DESCRIPTION OF THE TASK
Copy word for word the part of the home-brewing text starting with "In 2015, I reviewed" and going on through "that I expected.".

PROVIDED TEXT
- - -
I’m in my mother’s kitchen in Los Angeles drinking a beer with my sister on a hot spring afternoon. The beer is a bready, hoppy IPA without any overwhelming flavors that would make you think too hard. The alcohol content is acceptable. The brew is properly carbonated and doesn’t taste flat. This beer isn’t going to win any awards, but I could serve it to friends and family without having to apologize for it. In short, it’s easy drinking, something you can have a conversation over.
The beer, however, came from a beer-making machine on my countertop, which was why the overwhelming averageness of the brew instead felt amazing. Maybe that’s a low bar to clear in order to merit applause, but given my past experience with the PicoBrew Zymatic, it felt appropriate.
In 2015, I reviewed the Zymatic, a large machine that was supposed to help brewers cook up their wort automatically—but the fermentation process was largely left in the hands of the Zymatic owner. I produced two below-average beers, perhaps owing to the heatwave I was brewing in at the time (the temperatures surely killed off some yeast). But another part of the problem with the Zymatic was that it combined a machine-driven brewing process with the traditionally hands-on fermentation, bottling, and carbonating processes. It was hardly the “set-it-and-forget-it” appliance that I expected.
- - -
RECORDS SHOWN
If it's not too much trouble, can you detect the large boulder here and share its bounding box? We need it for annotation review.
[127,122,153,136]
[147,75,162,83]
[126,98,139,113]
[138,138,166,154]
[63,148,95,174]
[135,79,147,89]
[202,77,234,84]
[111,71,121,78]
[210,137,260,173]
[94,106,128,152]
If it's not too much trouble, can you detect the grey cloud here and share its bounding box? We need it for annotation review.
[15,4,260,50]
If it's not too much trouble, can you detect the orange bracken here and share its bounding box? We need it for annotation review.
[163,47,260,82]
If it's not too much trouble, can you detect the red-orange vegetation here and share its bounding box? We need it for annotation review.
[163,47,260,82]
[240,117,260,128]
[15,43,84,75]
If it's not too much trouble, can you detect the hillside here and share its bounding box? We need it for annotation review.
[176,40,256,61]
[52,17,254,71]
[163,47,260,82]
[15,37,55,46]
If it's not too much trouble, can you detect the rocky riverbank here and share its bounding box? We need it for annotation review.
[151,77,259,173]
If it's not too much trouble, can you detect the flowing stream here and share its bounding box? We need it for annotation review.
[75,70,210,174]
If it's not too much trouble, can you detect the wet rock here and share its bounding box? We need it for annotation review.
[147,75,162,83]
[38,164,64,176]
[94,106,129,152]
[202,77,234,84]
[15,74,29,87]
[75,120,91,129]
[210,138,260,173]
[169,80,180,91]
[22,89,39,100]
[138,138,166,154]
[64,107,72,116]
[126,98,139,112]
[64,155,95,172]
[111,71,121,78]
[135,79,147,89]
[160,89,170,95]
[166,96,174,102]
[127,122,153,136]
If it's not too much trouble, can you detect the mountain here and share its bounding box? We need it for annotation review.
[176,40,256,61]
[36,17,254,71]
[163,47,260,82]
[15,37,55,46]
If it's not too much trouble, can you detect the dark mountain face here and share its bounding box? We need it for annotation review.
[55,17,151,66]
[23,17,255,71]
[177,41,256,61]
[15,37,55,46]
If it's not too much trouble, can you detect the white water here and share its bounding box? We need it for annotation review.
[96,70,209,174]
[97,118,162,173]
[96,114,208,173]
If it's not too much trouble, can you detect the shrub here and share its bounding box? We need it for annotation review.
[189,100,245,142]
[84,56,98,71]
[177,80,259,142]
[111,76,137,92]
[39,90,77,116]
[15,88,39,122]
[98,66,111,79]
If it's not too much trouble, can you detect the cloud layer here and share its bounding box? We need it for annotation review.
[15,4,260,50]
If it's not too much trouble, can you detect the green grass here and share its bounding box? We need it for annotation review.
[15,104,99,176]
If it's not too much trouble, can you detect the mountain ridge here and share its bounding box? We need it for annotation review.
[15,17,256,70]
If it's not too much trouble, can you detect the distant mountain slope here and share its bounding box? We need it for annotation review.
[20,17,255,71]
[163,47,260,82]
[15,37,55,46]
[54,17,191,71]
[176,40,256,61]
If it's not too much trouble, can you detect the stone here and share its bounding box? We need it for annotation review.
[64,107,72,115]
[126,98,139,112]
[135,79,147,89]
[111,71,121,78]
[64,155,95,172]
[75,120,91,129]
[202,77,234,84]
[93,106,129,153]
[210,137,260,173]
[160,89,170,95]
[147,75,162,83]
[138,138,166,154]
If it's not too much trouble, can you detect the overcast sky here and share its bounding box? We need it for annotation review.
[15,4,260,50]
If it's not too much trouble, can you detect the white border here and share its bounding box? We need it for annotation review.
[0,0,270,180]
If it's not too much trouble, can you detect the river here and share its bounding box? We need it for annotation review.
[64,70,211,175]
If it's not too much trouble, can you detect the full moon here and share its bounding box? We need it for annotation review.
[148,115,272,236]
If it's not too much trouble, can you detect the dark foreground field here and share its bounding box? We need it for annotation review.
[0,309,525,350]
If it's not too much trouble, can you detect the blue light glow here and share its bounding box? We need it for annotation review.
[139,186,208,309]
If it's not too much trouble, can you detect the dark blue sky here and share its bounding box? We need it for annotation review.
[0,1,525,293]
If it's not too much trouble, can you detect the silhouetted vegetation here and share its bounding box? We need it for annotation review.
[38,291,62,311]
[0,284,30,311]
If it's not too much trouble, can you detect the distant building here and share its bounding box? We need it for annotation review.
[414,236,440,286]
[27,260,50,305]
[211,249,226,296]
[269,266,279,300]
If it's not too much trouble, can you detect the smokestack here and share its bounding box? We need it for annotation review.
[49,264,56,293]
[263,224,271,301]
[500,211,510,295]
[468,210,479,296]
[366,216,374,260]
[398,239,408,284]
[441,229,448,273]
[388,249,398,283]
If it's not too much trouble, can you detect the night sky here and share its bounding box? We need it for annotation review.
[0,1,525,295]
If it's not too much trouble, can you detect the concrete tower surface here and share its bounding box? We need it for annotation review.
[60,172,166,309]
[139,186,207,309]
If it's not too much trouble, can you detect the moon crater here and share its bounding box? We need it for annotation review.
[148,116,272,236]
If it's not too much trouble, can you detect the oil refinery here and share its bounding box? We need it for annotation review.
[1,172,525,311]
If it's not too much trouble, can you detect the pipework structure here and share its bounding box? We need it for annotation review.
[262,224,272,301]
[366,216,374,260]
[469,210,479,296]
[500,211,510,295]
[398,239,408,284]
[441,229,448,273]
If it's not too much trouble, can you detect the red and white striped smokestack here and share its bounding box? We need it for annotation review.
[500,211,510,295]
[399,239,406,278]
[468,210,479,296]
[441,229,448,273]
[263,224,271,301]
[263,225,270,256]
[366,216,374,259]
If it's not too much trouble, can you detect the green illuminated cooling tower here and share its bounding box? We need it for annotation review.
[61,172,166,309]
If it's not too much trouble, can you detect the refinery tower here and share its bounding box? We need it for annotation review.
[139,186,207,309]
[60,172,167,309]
- - -
ANSWER TO THIS TASK
In 2015, I reviewed the Zymatic, a large machine that was supposed to help brewers cook up their wort automatically—but the fermentation process was largely left in the hands of the Zymatic owner. I produced two below-average beers, perhaps owing to the heatwave I was brewing in at the time (the temperatures surely killed off some yeast). But another part of the problem with the Zymatic was that it combined a machine-driven brewing process with the traditionally hands-on fermentation, bottling, and carbonating processes. It was hardly the “set-it-and-forget-it” appliance that I expected.